2.3.4 Finding information on a particular topic in an unorganized
collection
A collection may not have been organized according to some taxonomy or
the taxonomy may not be detailed enough for the user's purposes, or may
be irrelevant to the user's interest. In this case content based
search becomes crucial. A user could search for documents containing
all three of the words "small", "Japanese", and "trees", and likely obtain
articles on bonsai. If the collection were organized with a taxonomy
that the user didn't know about they could then discover the keywords from
the document found and use that to find other documents with the same categorization.
2.3.5 External taxonomy to view a DASL collection
A user could view various DASL supporting collections according to the
user's own taxonomy. Here we assume that the user has a taxonomy
where for each category there is a complex query for which the relevance
score returned establishes a documents degree of membership in the category.
A DASL application could issue a series of these queries on a collection
resource and thus categorize the documents within the resource.
2.4 Controversial Scenarios
These are scenarios where there is great doubt as to if they will be supported
in the protocol.
2.4.1 Finding the right information by looking at the hit highlights
Natural language being so context dependent means that content based search
inevitably retrieves false positives if it is getting very many of the
true positives. The user is left to pick through the documents returned
to find the ones that are actually relevant. Highlight information
can be used to make this easier. A DASL application could present
a list of the sentences that had the hit words in them. This is likely
to allow the user to discard most of the false positives without having
to view the whole document.
2.4.2 Finding the information in a large document
The user may do a content based search that returns a large document of
many pages but the relevant part of the document is in only one or a few
parts of the document. Hit highlighting will help the user find those
parts. A smart DASL application could present links to jump to the
next hit or concentration of hits.

:::

● **Written task A**:
List every numbered section heading in the DASL scenarios text, each with its number and title.
● **Written task B**:
Quote the DASL scenarios text from "2.4.1 Finding the" up to and including "the whole document.".
None of the lines have anything to do with the DASL scenarios text.

● **Source material**:
:::

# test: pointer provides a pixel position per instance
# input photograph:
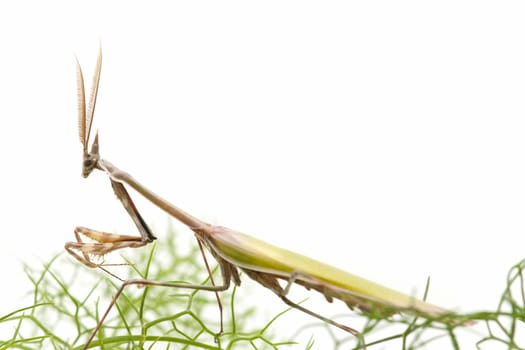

:::

● **Finished answer A**:
2.3.4 Finding information on a particular topic in an unorganized collection
2.3.5 External taxonomy to view a DASL collection
2.4 Controversial Scenarios
2.4.1 Finding the right information by looking at the hit highlights
2.4.2 Finding the information in a large document

● **Finished answer B**:
2.4.1 Finding the right information by looking at the hit highlights
Natural language being so context dependent means that content based search
inevitably retrieves false positives if it is getting very many of the
true positives. The user is left to pick through the documents returned
to find the ones that are actually relevant. Highlight information
can be used to make this easier. A DASL application could present
a list of the sentences that had the hit words in them. This is likely
to allow the user to discard most of the false positives without having
to view the whole document.